WHAT IS ASKED:
Locate every line in the rows below that contains the string "christmas", and copy each of those lines. Treat the match as case-sensitive.

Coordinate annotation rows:
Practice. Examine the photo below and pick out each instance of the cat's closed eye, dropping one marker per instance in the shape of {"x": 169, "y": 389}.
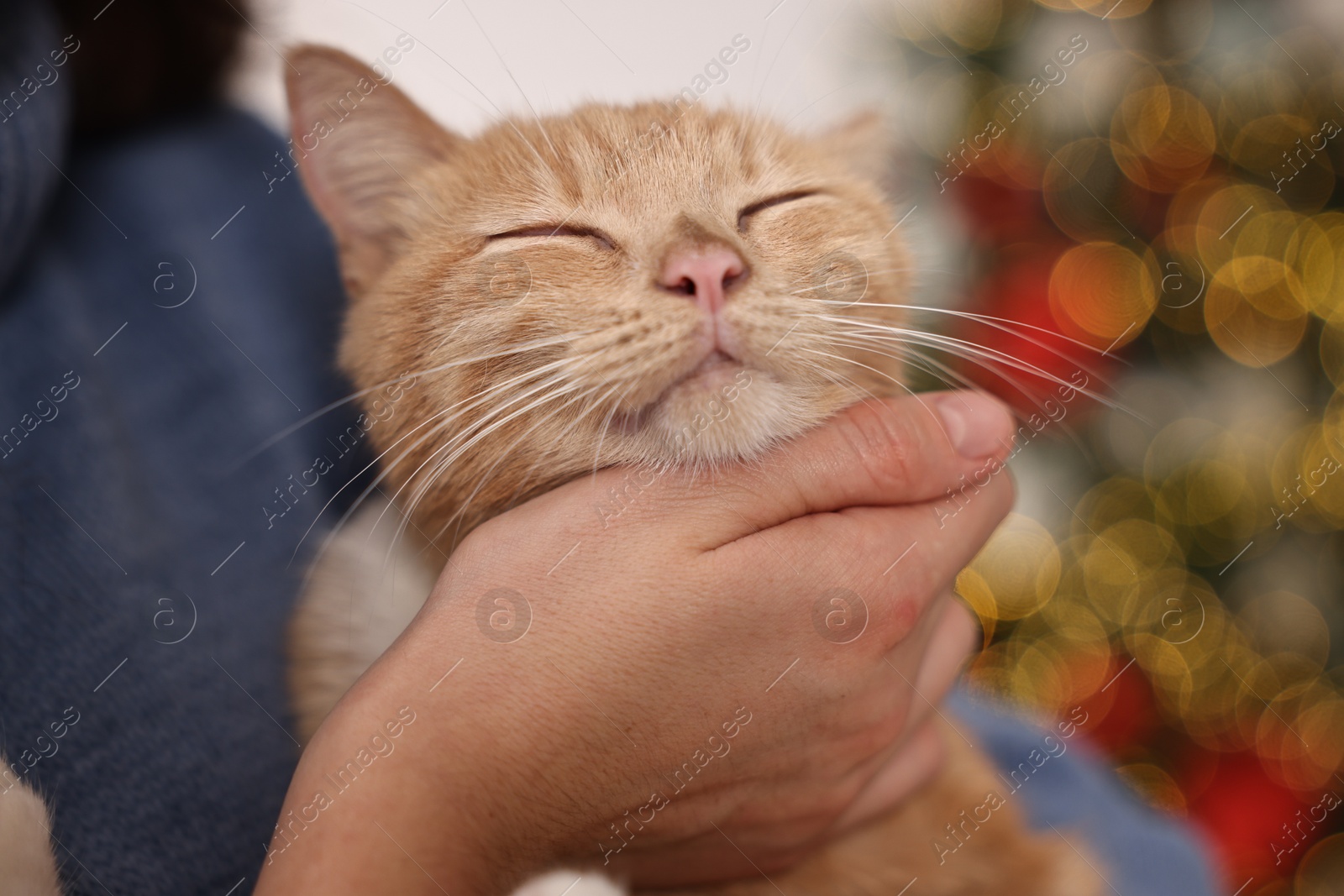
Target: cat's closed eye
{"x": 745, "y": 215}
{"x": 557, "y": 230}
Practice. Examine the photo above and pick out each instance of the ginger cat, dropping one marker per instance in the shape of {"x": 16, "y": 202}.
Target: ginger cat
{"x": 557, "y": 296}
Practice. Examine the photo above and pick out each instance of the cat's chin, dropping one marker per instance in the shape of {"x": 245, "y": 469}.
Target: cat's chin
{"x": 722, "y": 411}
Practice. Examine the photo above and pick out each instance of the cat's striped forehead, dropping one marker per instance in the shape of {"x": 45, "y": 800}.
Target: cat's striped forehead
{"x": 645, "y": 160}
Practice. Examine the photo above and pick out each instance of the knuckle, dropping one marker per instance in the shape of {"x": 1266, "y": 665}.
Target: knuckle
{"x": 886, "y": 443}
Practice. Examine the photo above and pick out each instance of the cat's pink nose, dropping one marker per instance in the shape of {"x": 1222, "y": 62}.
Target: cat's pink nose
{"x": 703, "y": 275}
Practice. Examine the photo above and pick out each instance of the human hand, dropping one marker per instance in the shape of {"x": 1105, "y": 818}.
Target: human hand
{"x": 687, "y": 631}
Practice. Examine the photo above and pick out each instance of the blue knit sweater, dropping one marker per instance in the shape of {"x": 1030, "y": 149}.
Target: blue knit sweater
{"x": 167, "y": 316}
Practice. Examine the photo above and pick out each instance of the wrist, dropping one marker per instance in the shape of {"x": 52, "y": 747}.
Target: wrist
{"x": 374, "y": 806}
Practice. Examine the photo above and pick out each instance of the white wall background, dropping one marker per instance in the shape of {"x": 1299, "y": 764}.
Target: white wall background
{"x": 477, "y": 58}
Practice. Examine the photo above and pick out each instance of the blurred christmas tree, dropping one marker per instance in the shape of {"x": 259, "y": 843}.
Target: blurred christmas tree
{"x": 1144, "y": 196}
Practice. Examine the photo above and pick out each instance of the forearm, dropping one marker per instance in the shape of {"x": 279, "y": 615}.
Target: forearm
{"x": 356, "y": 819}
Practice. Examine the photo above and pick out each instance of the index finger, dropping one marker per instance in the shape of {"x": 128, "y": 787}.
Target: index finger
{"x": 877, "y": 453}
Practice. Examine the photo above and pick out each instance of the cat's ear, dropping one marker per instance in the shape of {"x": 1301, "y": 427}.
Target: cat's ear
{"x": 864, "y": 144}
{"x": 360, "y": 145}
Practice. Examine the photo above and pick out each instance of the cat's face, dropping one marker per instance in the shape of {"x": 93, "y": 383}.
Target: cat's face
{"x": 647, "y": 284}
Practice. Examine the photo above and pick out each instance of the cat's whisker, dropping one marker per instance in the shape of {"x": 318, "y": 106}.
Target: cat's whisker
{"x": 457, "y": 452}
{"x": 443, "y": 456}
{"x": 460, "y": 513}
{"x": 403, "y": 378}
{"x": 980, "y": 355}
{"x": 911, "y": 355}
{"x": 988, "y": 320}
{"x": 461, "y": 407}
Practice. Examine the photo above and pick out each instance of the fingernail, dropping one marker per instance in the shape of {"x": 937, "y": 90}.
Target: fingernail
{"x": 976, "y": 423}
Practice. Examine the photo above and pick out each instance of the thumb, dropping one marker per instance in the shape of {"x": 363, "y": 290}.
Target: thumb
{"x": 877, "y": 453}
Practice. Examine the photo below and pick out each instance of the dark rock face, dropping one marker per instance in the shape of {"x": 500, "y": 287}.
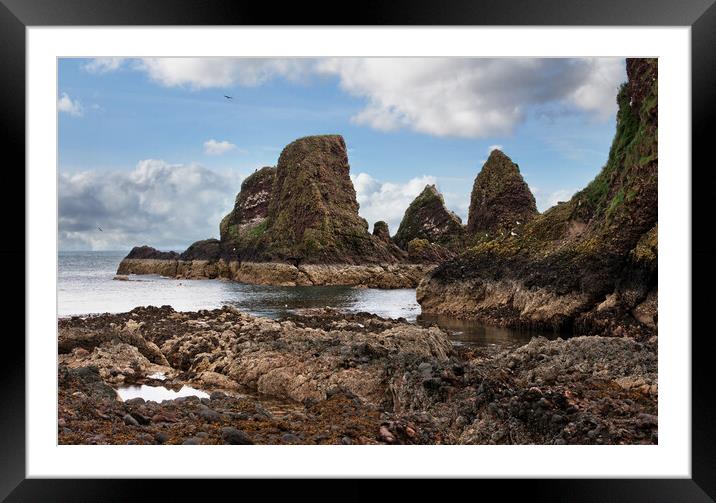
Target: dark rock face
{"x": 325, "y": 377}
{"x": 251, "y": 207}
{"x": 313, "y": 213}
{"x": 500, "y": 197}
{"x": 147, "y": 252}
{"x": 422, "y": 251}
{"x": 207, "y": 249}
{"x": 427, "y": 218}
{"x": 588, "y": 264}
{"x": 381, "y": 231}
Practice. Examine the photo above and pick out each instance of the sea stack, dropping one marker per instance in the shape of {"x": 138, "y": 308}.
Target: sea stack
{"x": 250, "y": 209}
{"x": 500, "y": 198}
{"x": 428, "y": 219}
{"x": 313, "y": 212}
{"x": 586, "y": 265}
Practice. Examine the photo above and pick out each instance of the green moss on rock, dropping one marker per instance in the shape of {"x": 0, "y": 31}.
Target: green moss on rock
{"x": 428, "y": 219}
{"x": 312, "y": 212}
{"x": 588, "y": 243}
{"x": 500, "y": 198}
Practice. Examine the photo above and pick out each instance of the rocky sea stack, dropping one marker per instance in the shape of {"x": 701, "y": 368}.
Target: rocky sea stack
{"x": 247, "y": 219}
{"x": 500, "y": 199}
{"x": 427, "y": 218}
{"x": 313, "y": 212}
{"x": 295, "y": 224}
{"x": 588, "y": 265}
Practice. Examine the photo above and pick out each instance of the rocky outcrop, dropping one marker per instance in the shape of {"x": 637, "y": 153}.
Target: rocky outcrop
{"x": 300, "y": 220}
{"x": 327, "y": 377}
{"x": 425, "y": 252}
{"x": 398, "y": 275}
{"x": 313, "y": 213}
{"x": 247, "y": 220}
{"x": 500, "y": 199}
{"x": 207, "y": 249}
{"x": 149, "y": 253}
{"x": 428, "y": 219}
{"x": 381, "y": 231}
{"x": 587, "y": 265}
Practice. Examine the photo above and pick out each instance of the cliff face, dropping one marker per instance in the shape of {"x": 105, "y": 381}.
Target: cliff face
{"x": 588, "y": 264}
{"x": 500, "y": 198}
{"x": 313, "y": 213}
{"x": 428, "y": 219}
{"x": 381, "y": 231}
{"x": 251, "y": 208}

--

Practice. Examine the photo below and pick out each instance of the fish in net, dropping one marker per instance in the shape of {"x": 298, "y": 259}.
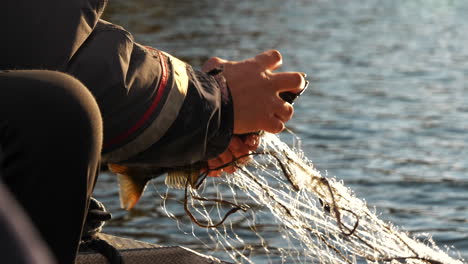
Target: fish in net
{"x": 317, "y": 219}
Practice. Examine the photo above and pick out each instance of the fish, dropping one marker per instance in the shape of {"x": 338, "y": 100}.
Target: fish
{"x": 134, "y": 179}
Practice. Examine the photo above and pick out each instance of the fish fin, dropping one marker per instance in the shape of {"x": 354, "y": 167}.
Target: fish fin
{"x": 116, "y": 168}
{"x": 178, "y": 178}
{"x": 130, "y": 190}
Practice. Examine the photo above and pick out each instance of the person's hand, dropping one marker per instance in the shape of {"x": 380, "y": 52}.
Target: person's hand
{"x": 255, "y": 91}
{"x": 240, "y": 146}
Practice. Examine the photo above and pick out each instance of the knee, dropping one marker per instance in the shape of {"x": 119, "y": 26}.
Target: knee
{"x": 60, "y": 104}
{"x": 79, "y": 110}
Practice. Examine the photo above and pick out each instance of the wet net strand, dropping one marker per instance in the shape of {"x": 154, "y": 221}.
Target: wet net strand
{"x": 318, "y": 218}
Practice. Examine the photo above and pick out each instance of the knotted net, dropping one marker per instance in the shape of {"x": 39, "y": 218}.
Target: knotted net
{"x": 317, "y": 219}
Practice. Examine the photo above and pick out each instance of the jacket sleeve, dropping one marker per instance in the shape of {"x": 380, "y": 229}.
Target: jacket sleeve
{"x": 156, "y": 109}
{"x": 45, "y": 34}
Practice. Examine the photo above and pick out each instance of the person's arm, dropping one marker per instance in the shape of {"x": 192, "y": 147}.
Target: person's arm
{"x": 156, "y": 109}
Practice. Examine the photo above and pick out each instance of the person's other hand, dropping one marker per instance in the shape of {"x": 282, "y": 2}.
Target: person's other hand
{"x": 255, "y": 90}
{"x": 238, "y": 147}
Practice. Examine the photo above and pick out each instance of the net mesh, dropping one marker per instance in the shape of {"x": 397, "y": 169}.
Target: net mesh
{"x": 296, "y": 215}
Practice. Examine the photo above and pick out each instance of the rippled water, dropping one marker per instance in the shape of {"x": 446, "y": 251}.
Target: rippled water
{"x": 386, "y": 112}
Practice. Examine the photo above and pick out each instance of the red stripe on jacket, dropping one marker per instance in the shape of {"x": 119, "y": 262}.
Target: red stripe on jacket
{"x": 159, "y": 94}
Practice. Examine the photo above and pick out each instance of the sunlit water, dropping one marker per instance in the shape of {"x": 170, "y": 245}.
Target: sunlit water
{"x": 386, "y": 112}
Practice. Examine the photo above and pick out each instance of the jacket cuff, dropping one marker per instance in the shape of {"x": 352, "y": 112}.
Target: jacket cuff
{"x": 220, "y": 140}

---

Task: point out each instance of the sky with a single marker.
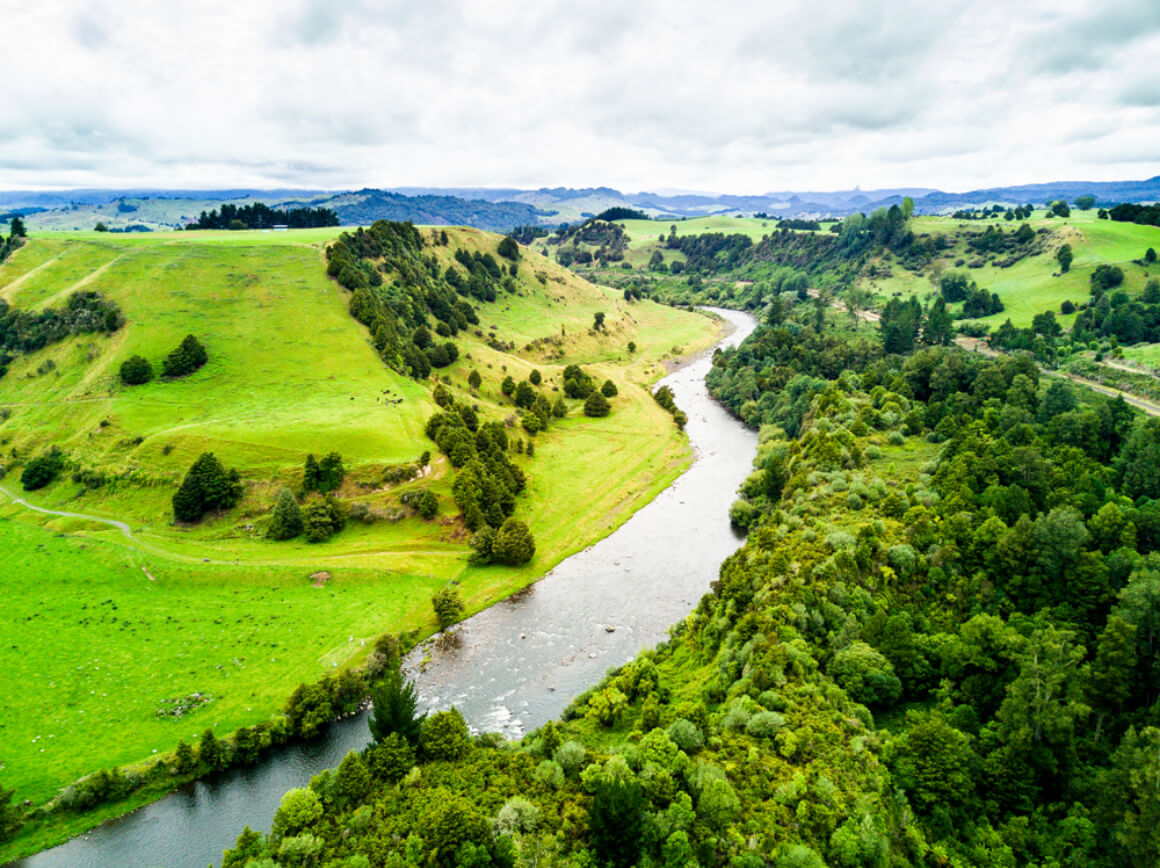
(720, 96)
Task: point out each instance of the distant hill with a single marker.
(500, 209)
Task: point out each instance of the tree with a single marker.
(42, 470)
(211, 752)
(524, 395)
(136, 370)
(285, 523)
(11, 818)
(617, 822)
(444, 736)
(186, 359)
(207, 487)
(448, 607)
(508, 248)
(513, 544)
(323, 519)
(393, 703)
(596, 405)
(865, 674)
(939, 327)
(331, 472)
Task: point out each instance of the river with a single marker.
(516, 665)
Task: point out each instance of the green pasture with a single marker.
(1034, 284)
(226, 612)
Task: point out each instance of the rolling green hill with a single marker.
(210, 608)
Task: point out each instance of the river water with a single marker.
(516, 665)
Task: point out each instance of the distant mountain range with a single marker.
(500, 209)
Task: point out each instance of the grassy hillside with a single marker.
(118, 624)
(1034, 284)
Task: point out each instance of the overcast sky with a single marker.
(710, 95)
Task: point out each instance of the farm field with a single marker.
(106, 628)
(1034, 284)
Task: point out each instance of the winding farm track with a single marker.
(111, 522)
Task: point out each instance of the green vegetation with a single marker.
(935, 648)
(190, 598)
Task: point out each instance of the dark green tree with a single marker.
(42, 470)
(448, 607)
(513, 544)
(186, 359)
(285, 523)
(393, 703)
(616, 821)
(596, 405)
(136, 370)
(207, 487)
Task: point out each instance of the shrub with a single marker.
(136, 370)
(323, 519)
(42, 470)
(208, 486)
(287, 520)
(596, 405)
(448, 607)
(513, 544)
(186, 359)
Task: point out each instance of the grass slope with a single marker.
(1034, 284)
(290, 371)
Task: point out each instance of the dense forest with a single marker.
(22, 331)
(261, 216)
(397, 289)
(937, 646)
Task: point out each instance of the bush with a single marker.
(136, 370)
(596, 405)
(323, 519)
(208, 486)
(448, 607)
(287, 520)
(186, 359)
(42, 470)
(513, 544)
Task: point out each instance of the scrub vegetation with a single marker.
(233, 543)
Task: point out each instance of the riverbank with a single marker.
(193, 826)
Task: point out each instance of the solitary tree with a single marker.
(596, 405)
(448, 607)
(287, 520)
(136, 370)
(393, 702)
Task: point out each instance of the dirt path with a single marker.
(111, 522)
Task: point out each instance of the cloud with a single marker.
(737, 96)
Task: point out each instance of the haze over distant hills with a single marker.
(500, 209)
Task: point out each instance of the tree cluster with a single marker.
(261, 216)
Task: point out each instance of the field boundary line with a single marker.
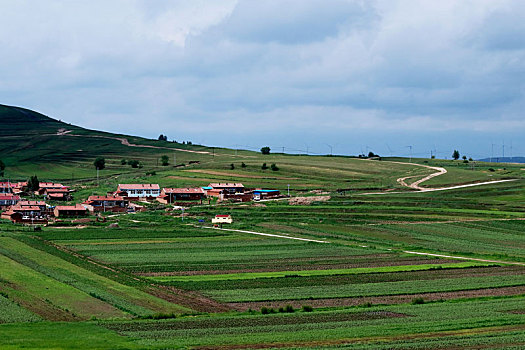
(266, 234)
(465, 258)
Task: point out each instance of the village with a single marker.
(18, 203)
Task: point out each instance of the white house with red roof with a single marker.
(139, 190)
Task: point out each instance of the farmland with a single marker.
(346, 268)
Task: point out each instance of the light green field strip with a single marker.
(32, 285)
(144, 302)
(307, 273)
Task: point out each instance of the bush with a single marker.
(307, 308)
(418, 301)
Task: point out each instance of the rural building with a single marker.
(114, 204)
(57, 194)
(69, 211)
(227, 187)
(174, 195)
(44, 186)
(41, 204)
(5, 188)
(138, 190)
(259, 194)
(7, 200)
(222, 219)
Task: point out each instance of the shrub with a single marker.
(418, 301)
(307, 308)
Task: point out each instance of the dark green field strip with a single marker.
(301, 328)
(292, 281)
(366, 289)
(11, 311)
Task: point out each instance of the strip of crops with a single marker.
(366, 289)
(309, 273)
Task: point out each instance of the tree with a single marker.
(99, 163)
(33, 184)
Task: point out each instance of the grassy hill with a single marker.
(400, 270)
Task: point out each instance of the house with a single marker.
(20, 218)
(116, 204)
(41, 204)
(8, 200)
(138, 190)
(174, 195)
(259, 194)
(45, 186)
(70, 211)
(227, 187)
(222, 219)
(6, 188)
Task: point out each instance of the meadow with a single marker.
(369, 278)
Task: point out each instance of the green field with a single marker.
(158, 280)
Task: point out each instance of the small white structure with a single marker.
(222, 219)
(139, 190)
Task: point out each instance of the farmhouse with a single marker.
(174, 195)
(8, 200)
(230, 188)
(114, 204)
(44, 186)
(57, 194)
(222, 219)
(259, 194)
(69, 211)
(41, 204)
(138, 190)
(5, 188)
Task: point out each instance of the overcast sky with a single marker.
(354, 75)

THE RESULT:
Practice. Examine the photo above and pick out each instance of the blurred christmas tree, dropping one marker per instance in the shape of {"x": 259, "y": 843}.
Target: blurred christmas tree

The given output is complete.